#### [GIVEN REQUEST]
In the records below, locate the line containing "hand with a point.", then output that line and all later lines exactly, through the last one.

--- start of RECORDS TO USE ---

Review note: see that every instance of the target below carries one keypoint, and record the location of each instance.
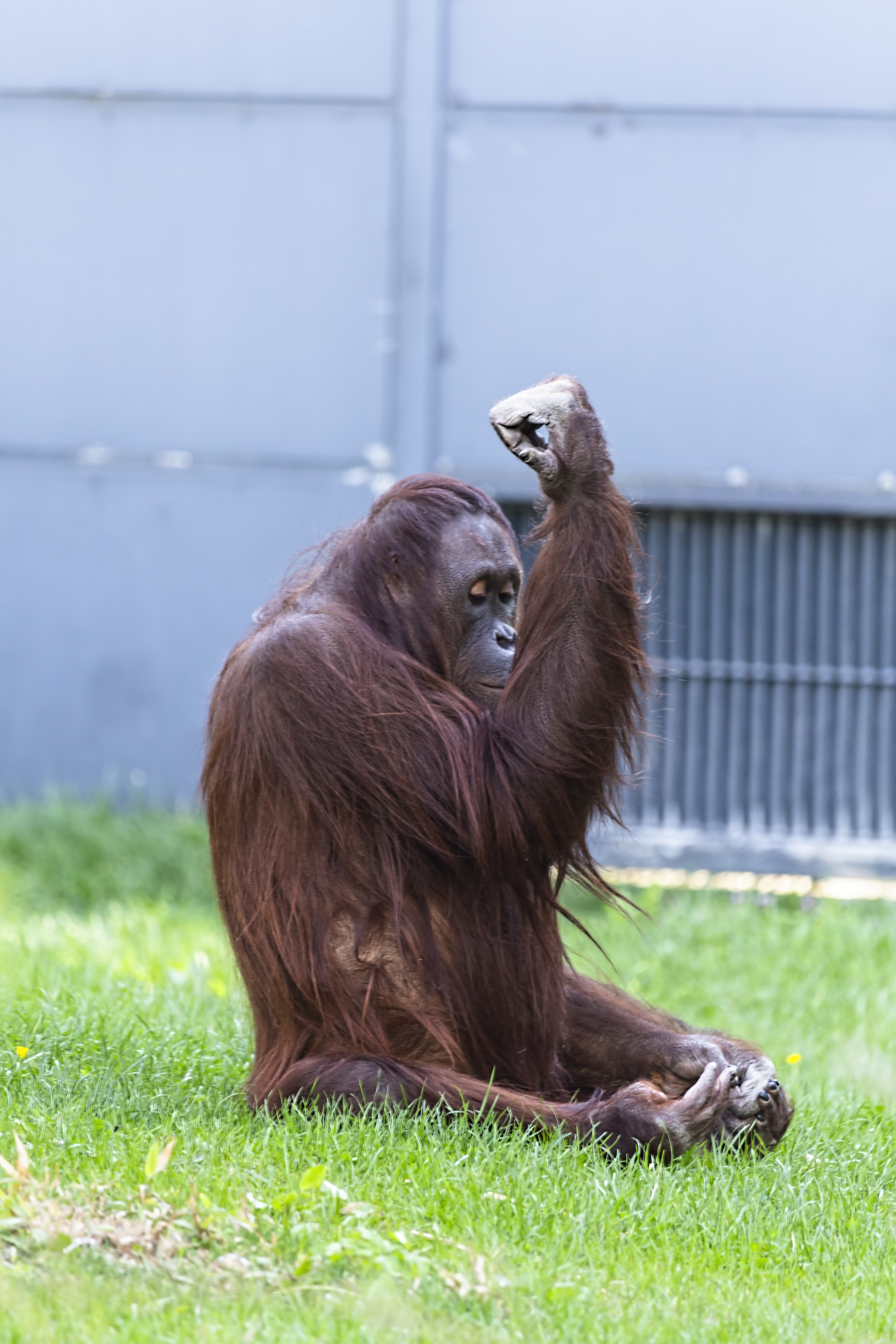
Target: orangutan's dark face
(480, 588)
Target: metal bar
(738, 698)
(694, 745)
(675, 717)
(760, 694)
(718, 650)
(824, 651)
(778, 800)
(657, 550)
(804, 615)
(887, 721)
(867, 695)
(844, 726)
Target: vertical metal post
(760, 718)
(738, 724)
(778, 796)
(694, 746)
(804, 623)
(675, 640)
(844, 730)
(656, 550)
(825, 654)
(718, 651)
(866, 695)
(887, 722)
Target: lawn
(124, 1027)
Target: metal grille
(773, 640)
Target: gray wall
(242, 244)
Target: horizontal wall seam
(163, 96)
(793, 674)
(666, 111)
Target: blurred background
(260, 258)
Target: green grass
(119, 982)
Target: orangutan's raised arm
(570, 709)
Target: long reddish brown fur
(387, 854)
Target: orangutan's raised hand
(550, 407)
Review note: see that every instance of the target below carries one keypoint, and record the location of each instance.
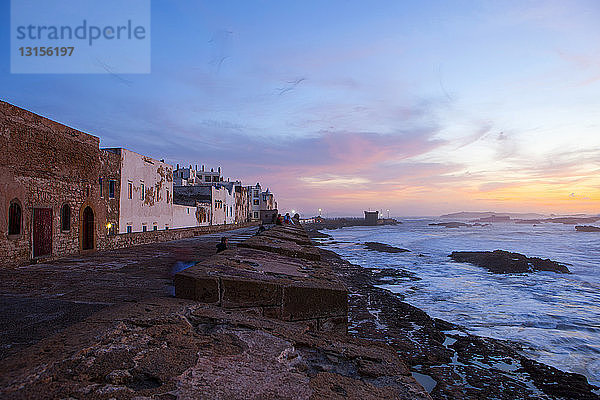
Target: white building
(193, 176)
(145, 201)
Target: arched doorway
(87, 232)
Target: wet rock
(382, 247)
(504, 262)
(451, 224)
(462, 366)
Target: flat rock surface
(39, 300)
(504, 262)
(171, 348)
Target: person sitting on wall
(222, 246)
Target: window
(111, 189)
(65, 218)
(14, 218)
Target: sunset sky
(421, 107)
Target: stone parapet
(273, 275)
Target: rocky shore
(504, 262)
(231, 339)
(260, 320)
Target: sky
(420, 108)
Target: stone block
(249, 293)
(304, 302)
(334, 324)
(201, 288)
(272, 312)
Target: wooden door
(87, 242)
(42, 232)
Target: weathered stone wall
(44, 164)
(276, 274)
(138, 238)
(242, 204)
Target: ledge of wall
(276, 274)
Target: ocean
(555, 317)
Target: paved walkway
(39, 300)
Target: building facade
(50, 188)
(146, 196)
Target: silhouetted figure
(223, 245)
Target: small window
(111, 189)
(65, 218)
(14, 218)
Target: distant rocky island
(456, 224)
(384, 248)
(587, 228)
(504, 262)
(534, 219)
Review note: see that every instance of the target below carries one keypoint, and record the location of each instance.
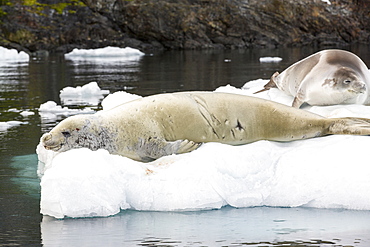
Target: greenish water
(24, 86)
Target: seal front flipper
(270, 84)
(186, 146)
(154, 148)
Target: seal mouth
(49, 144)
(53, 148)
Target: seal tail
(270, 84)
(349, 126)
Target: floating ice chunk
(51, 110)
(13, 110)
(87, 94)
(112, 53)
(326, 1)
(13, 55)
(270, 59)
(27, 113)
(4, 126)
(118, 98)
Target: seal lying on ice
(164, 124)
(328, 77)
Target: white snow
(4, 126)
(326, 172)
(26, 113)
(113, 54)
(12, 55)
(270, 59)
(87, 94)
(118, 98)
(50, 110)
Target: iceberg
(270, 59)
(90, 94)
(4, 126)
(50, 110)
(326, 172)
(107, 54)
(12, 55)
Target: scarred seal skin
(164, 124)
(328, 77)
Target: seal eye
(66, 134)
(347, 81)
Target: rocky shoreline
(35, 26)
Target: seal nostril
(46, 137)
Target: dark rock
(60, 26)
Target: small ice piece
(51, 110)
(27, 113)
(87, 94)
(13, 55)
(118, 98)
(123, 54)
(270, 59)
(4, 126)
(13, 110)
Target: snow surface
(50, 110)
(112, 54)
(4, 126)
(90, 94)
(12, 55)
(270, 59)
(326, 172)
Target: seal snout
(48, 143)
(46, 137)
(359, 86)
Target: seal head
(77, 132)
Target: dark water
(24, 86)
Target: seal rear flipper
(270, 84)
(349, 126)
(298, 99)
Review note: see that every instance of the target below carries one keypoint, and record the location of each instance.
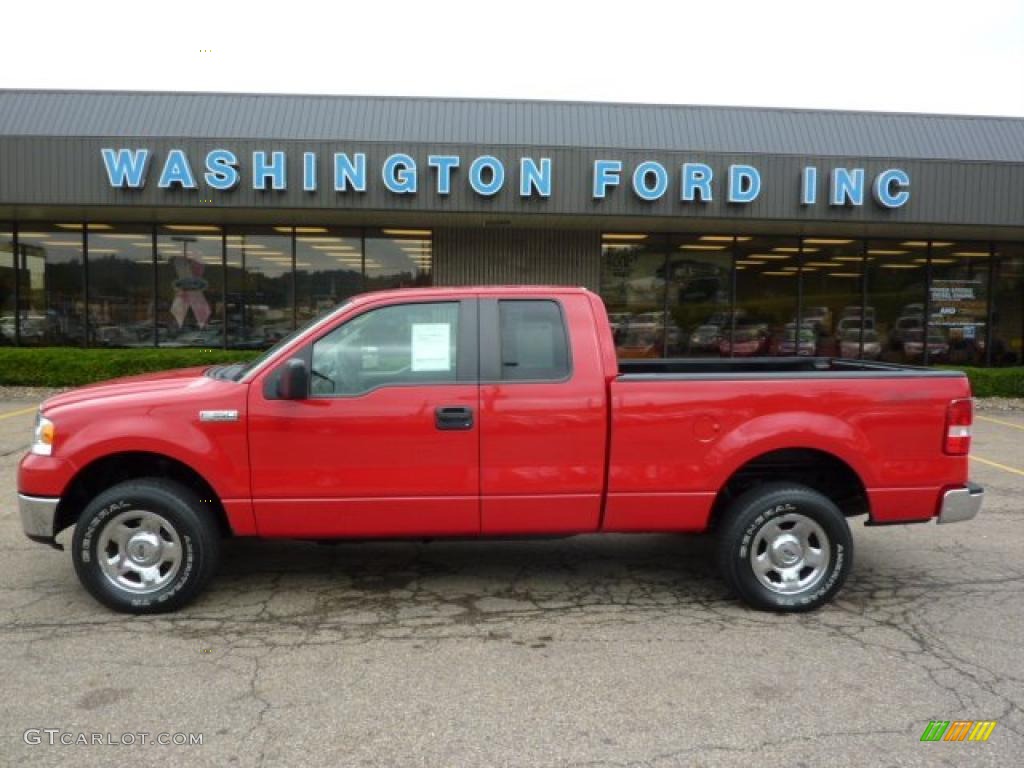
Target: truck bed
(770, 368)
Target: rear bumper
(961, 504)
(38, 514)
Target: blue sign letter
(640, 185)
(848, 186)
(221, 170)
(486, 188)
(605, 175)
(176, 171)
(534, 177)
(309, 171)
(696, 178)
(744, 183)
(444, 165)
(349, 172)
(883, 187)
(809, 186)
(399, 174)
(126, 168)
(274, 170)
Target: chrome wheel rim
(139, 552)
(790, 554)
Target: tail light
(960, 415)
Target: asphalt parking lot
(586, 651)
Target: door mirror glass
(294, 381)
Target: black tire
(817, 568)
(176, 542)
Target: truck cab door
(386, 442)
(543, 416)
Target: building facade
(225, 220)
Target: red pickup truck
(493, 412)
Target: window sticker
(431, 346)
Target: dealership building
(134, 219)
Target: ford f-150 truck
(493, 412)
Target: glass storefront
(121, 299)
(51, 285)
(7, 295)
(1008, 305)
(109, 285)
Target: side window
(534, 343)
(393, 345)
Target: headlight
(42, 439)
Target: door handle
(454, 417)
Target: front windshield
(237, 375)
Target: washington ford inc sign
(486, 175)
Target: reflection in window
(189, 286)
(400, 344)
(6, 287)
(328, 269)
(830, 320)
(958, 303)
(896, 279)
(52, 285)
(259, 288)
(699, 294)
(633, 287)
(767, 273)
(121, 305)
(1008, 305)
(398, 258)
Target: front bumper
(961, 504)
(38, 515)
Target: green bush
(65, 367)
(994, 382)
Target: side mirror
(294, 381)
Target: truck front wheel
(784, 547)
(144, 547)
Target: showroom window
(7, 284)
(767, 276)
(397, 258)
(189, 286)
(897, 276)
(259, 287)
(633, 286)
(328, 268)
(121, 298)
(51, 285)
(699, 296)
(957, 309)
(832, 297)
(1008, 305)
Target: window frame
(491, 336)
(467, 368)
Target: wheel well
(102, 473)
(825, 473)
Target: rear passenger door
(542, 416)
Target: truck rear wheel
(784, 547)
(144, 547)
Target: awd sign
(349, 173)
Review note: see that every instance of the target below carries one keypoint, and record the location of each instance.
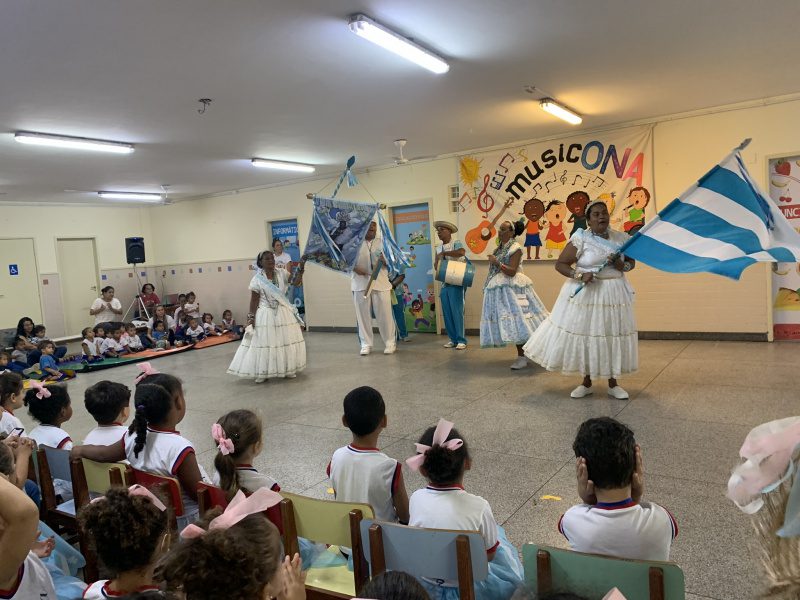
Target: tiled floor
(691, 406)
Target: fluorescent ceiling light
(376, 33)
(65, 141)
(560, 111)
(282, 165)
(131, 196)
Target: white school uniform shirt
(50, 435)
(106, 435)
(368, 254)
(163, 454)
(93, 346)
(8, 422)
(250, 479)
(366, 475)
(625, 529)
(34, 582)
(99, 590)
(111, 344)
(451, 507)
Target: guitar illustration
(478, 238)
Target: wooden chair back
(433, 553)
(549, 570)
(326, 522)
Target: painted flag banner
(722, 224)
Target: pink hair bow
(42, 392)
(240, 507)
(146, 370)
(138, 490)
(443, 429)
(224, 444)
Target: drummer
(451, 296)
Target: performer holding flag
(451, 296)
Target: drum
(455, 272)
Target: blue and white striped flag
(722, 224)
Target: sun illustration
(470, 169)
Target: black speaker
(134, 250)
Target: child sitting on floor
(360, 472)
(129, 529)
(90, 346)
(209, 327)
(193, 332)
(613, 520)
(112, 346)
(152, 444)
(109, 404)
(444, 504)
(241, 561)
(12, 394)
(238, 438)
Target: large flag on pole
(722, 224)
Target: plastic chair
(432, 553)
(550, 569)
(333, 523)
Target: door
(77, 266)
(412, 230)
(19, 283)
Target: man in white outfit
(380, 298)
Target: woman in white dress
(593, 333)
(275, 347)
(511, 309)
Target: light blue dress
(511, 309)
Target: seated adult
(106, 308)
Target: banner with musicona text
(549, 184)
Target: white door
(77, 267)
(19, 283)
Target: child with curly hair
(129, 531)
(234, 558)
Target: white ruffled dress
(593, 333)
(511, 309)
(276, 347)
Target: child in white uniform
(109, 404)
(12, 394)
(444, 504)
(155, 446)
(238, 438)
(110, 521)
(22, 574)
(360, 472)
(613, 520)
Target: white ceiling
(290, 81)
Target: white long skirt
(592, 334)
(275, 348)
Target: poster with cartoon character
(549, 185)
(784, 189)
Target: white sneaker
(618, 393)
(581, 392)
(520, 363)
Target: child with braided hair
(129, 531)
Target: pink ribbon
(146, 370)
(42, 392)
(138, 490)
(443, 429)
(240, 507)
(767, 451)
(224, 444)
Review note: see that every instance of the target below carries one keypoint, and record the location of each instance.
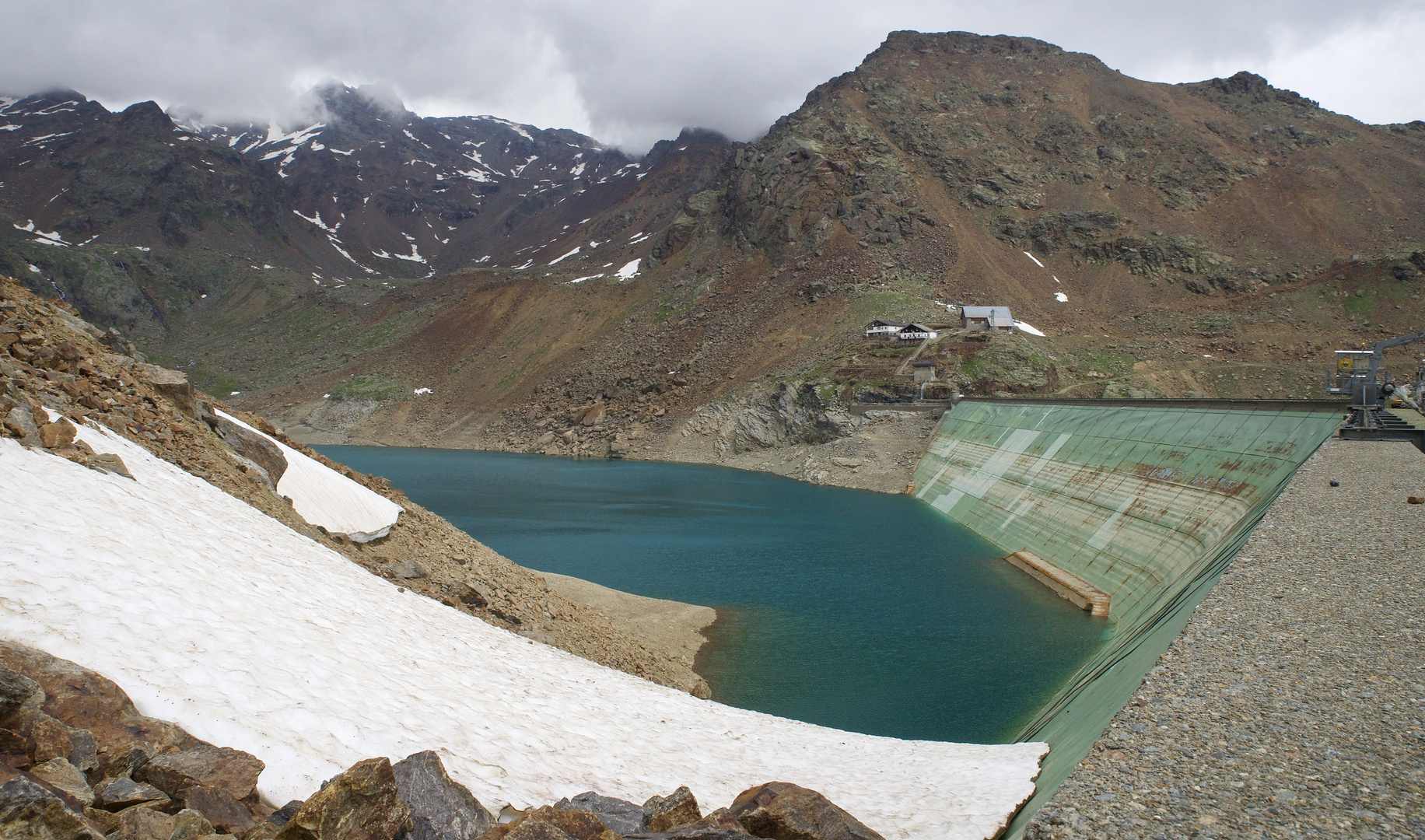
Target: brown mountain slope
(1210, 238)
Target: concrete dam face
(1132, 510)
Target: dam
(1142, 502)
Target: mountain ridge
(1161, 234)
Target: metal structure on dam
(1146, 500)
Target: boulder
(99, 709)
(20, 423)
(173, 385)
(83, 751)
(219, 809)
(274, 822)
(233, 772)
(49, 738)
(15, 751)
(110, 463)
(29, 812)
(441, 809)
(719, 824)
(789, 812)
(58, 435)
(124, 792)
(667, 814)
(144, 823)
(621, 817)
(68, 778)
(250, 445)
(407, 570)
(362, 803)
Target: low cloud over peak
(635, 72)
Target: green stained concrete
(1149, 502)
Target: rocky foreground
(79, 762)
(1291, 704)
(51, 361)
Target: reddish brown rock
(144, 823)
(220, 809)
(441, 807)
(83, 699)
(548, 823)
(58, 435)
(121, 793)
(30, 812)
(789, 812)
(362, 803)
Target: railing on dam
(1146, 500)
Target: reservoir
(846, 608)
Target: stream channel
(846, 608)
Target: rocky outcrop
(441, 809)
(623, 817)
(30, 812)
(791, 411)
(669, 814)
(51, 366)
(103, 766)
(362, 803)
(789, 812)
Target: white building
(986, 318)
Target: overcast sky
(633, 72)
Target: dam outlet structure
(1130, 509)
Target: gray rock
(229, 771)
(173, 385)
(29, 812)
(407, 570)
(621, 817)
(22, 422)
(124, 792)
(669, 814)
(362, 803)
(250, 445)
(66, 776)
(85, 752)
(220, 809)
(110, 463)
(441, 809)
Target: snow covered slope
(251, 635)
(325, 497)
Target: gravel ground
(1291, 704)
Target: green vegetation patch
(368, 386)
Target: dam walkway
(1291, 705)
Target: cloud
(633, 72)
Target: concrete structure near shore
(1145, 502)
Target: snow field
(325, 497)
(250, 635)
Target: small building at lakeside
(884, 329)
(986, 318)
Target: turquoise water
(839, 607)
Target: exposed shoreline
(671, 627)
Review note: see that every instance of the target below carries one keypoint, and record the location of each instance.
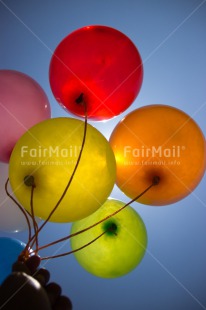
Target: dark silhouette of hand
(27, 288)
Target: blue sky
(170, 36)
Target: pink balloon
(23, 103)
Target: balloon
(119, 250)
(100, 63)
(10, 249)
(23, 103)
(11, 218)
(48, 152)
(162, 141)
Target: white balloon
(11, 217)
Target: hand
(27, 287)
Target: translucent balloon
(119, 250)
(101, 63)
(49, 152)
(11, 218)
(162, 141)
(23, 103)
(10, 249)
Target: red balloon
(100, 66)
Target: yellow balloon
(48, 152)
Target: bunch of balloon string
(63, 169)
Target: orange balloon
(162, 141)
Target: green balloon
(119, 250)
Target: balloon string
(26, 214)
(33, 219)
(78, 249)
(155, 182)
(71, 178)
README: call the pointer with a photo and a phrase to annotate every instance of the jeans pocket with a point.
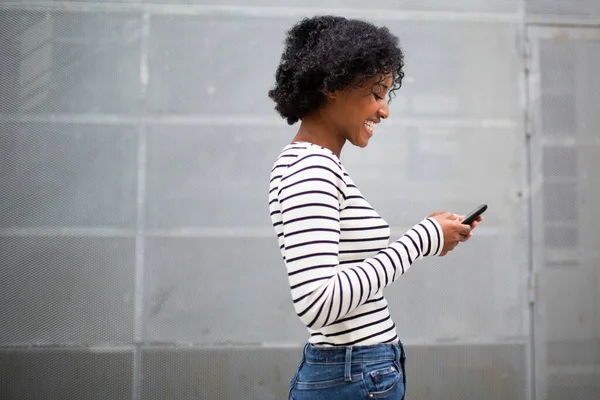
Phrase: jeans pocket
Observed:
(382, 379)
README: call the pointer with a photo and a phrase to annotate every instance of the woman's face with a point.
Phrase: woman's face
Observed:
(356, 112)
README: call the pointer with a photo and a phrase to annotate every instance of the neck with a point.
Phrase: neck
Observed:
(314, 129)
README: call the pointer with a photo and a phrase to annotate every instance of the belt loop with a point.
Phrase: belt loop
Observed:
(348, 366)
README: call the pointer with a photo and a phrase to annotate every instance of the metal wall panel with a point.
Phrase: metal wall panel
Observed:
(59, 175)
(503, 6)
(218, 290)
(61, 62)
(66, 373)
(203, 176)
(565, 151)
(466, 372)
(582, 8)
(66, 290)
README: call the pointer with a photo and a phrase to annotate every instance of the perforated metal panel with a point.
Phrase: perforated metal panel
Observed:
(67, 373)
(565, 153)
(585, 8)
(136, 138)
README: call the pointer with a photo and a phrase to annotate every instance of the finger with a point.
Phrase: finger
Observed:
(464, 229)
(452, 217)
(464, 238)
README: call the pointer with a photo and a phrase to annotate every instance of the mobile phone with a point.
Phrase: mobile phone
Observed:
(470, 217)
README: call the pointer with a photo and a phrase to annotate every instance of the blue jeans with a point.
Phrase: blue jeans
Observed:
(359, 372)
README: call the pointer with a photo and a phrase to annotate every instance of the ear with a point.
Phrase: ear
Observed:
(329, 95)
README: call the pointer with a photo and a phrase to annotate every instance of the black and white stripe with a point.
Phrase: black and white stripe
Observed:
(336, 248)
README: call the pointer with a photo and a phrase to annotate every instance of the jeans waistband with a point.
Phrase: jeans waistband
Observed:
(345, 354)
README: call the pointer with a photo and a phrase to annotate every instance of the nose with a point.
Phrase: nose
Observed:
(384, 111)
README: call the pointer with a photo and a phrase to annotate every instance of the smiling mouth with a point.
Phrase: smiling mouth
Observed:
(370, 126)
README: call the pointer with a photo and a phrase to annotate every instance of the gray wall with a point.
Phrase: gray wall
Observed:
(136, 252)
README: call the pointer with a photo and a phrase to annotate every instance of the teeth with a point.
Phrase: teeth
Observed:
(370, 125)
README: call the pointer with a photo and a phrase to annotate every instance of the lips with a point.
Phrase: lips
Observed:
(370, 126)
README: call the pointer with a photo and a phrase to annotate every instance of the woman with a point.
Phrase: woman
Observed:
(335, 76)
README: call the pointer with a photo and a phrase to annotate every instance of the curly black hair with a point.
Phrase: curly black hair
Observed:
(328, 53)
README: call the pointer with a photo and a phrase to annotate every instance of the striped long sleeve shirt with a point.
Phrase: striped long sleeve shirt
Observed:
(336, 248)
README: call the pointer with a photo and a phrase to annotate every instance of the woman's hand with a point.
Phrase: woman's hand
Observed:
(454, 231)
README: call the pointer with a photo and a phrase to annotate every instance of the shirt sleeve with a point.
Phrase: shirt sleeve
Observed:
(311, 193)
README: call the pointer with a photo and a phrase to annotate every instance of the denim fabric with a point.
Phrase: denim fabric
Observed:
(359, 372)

--- end of RECORDS TO USE ---

#### [ANSWER FOR THE TASK]
README: call the pointer with a photo and a phrase to annotate every instance of the woman's hand with a point.
Phrase: woman's hand
Observed:
(454, 231)
README: call the pointer with a photo and a phrase to annotate every instance of the shirt sleeve with a point.
Phrase: shirt sleeve
Observed:
(311, 193)
README: call the pointer with a photo and a phrase to annotate every instance of the denim fabric with a point.
Phrase: denim fabric
Observed:
(359, 372)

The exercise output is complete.